QVLA: Not All Channels Are Equal in Vision-Language-Action Model's Quantization

The advent of Vision-Language-Action (VLA) models represents a significant leap for embodied intelligence, yet their immense computational demands critically hinder deployment on resource-constrained robotic platforms. Intuitively, low-bit quantization is a prevalent and preferred technique for large-scale model compression. However, we find that a systematic analysis of VLA model's quantization is fundamentally lacking. We argue that naively applying uniform-bit quantization from Large Language Models (LLMs) to robotics is flawed, as these methods prioritize passive data fidelity while ignoring how minor action deviations compound into catastrophic task failures. To bridge this gap, we introduce QVLA, the first action-centric quantization framework specifically designed for embodied control. In a sharp departure from the rigid, uniform-bit quantization of LLM-based methods, QVLA introduces a highly granular, channel-wise bit allocation strategy. Its core mechanism is to directly measure the final action-space sensitivity when quantizing each individual channel to various bit-widths. This process yields a precise, per-channel importance metric that guides a global optimization, which elegantly unifies quantization and pruning (0-bit) into a single, cohesive framework. Extensive evaluations on different baselines demonstrate the superiority of our approach. In the LIBERO, the quantization version of OpenVLA-OFT with our method requires only 29.2% of the original model's VRAM while maintaining 98.9% of its original performance and achieving a 1.49x speedup. This translates to a 22.6% performance improvement over the LLM-derived method SmoothQuant. Our work establishes a new, principled foundation for compressing VLA models in robotics, paving the way for deploying powerful, large-scale models on real-world hardware. Code will be released.

翻译：视觉-语言-动作（VLA）模型的出现标志着具身智能领域的重大飞跃，但其巨大的计算需求严重阻碍了在资源受限机器人平台上的部署。直观而言，低比特量化是大规模模型压缩中普遍且优选的技术。然而，我们发现目前严重缺乏对VLA模型量化的系统性分析。我们认为，将大型语言模型（LLMs）中均匀比特量化的方法直接迁移到机器人领域存在根本缺陷，因为这些方法优先考虑被动数据保真度，却忽略了微小的动作偏差如何累积成灾难性的任务失败。为填补这一空白，我们提出了QVLA——首个专为具身控制设计的以动作为中心的量化框架。与基于LLM方法的刚性均匀比特量化截然不同，QVLA引入了一种高度细粒度的通道级比特分配策略。其核心机制是直接量化每个独立通道至不同比特宽度时，测量最终动作空间的敏感性。该过程生成精确的逐通道重要性度量，用以指导全局优化，从而将量化与剪枝（0比特）优雅地统一到单一连贯的框架中。在不同基准上的广泛评估证明了我们方法的优越性。在LIBERO基准中，采用我们方法的OpenVLA-OFT量化版本仅需原模型29.2%的显存，在保持98.9%原始性能的同时实现了1.49倍的加速，这相当于比源自LLM的方法SmoothQuant提升了22.6%的性能。我们的工作为机器人领域VLA模型的压缩建立了新的原则性基础，为在现实硬件上部署强大、大规模模型铺平了道路。代码将公开发布。

**Material supplied**
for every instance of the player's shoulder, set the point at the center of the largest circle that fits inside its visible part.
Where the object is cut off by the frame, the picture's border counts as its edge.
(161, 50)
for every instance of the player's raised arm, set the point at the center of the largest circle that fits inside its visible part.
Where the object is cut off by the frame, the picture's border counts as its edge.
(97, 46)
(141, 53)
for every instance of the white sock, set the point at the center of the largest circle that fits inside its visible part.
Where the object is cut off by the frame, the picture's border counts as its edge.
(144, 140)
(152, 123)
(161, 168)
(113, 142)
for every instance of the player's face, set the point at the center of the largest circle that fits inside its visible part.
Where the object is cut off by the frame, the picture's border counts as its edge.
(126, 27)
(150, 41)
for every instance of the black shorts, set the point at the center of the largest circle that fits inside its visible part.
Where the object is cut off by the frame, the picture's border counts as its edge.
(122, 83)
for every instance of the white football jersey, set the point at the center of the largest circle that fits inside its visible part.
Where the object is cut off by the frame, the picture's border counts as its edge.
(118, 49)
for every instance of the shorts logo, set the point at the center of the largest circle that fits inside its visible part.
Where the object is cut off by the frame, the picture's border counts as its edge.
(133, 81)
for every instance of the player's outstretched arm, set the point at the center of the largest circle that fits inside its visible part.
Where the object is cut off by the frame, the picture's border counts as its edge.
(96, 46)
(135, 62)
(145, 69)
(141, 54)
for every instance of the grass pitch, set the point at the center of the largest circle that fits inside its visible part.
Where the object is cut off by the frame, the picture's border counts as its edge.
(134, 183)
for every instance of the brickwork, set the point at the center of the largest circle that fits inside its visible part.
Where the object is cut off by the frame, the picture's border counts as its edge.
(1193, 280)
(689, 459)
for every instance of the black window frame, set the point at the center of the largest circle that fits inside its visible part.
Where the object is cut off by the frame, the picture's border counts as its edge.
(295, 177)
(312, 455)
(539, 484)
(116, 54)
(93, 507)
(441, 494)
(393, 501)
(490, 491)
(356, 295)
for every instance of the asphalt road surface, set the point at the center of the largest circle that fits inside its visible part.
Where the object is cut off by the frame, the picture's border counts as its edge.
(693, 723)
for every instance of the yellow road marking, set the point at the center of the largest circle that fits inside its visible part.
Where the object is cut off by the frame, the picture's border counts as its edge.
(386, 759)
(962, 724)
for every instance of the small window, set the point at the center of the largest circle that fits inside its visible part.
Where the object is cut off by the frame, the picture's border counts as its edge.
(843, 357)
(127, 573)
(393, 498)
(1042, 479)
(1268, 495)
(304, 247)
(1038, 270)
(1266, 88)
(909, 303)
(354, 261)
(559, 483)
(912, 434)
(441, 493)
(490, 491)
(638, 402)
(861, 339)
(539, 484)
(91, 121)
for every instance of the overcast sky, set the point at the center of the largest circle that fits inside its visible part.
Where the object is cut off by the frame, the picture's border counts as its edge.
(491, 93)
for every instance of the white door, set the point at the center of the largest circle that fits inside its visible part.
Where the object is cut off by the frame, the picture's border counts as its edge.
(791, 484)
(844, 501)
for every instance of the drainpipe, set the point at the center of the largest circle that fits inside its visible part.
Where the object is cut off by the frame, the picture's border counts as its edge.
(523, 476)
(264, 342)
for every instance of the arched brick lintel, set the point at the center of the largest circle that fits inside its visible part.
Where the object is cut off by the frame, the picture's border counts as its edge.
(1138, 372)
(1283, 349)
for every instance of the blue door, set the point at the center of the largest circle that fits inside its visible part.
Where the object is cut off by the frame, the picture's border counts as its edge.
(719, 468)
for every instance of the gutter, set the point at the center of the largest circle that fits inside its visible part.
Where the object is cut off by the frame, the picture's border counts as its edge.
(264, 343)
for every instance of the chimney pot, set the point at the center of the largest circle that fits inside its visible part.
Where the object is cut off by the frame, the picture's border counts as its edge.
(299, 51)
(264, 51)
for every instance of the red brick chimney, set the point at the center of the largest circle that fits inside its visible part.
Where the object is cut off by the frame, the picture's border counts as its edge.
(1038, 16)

**Instructions to follow**
Answer these questions using the QVLA abstract.
1. According to the abstract, what do uniform-bit quantization methods from LLMs prioritize?
2. What bit-width does QVLA treat pruning as?
3. What share of the original model's VRAM does the quantized OpenVLA-OFT need in LIBERO?

**Response for this exercise**
1. Passive data fidelity.
2. 0-bit.
3. 29.2%.